Mus"cle (?), n. [F., fr. L.
musculus a muscle, a little mouse, dim. of mus a mouse.
See Mouse, and cf. sense 3 (below).] 1.
(Anat.) (a) An organ which, by its
contraction, produces motion. See Illust. of Muscles of
the Human Body, in Appendix. (b) The contractile
tissue of which muscles are largely made up.
&fist; Muscles are of two kinds, striated and
nonstriated. The striated muscles, which, in most of the
higher animals, constitute the principal part of the flesh, exclusive
of the fat, are mostly under the control of the will, or
voluntary, and are made up of great numbers of elongated
fibres bound together into bundles and inclosed in a sheath of
connective tissue, the perimysium. Each fiber is inclosed in a
delicate membrane (the sarcolemma), is made up of alternate
segments of lighter and darker material which give it a transversely
striated appearance, and contains, scattered through its substance,
protoplasmic nuclei, the so-called muscle corpuscles.

What the exercise asks: Please reproduce the dictionary entry for muscle word for word from "See Mouse, and" to "largely made up.". The records stand apart from the dictionary entry for muscle and aren't drawn from it.

[Stored data]
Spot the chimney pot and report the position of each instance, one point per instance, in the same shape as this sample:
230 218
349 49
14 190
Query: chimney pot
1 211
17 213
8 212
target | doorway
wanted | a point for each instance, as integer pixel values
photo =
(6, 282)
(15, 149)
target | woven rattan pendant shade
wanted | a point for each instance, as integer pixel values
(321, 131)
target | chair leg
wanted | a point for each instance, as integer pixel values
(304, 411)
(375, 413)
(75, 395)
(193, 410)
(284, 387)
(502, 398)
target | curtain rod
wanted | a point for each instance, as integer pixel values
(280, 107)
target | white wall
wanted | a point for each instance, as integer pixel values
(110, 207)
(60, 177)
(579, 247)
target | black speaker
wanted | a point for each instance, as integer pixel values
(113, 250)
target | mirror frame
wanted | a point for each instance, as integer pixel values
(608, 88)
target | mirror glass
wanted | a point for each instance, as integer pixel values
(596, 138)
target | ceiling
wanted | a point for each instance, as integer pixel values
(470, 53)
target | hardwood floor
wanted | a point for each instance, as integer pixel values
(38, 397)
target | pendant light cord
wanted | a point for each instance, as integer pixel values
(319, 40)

Written response:
See Mouse, and cf. sense 3 (below).] 1.
(Anat.) (a) An organ which, by its
contraction, produces motion. See Illust. of Muscles of
the Human Body, in Appendix. (b) The contractile
tissue of which muscles are largely made up.